PASSAGE GIVEN>
United States District Court, Western District of Michigan, Southern Division
March 31, 2015
LANIER THOMPSON, Plaintiff,
UNKNOWN SISSON, et al., Defendants.
OPINION AND ORDER
JANET T. NEFF United States District Judge.
More than two years ago, on December 5, 2012, Plaintiff filed this multi-claim prisoner civil rights action pursuant to 42 U.S.C. § 1983 against five Michigan Department of Corrections (MDOC) Defendants, after Plaintiff was allegedly assaulted at the Ionia Correctional Facility (ICF). As a result of this Court’s Order following initial screening, 28 U.S.C. §§ 1915(e)(2), 1915A; 42 U.S.C. § 1997e(c) (3/4/2013 Order, Dkt 17), and this Court’s Order on the motion for summary judgment filed by Defendants Fair, Richardson and Sisson (Dkt 3/20/2014 Order, 69), all claims have been dismissed except Plaintiff’s Eighth Amendment excessive force and First Amendment retaliation claims against Defendant Sisson, who is the only remaining Defendant.
Plaintiff filed a motion in April 2014 seeking summary judgment in his favor (Dkt 83). Defendant filed a motion for summary judgment in August 2014 (Dkt 98). The matter was referred to the Magistrate Judge, who issued a Report and Recommendation on the motions (Dkt 112). The Magistrate Judge recommends that Plaintiff be found to have waived any Eighth Amendment excessive force claim against Defendant and instead to have asserted a state law claim for assault (id. at 7). The Magistrate Judge therefore further recommends either that Defendant Sisson’s motion for summary judgment be granted as to Plaintiff’s assault claim or, in the alternative, that the Court dismiss without prejudice Plaintiff’s assault claim so that he may pursue such in state court (id., citing 28 U.S.C. § 1367(c)(3)). As for Plaintiff’s retaliation claim, because Plaintiff failed to submit admissible evidence contradicting Defendant’s evidence, the Magistrate Judge recommends that Defendant’s motion for summary judgment be granted as to Plaintiff’s retaliation claim (id. at 9).
The matter is presently before the Court on Plaintiff’s objections to the Report and Recommendation (Dkt 114). Though neither clearly delineated nor clearly articulated, Plaintiff’s objections essentially advance six arguments, to wit: (1) the Magistrate Judge erred in finding that Plaintiff waived his Eighth Amendment claim; (2) the Magistrate Judge improperly relied on Plaintiff’s deposition testimony; (3) Plaintiff was improperly denied discovery, preventing him from gathering factual information; (4) the Magistrate Judge improperly recommended Defendant be granted summary judgment, despite the fact that Plaintiff’s claim against Defendant survived initial screening; (5) Defendant is not entitled to summary judgment based on a defense of qualified immunity, and (6) the Magistrate Judge improperly denied Plaintiff’s retaliation claim. In accordance with 28 U.S.C. § 636(b)(1) and Fed.R.Civ.P. 72(b)(3), the Court has performed de novo consideration of those portions of the Report and Recommendation to which objections have been made. The Court denies the objections and issues this Opinion and Order.

DATA BLOCK>
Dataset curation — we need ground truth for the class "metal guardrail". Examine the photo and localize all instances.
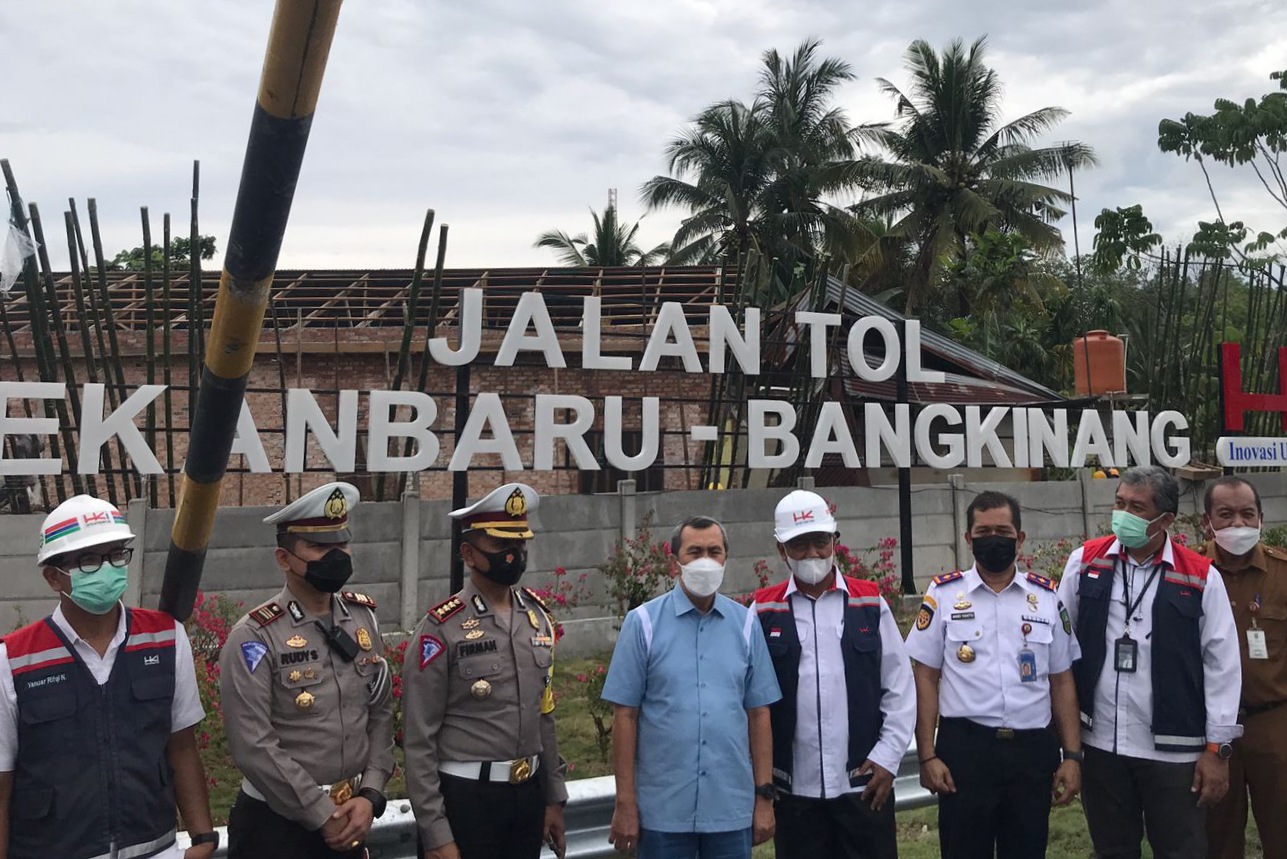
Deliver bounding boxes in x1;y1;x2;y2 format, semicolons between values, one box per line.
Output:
186;743;936;859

YOUR TASK>
Please transcribe from "United States District Court, Western" to "et al., Defendants." in the court opinion.

FINAL RESULT>
United States District Court, Western District of Michigan, Southern Division
March 31, 2015
LANIER THOMPSON, Plaintiff,
UNKNOWN SISSON, et al., Defendants.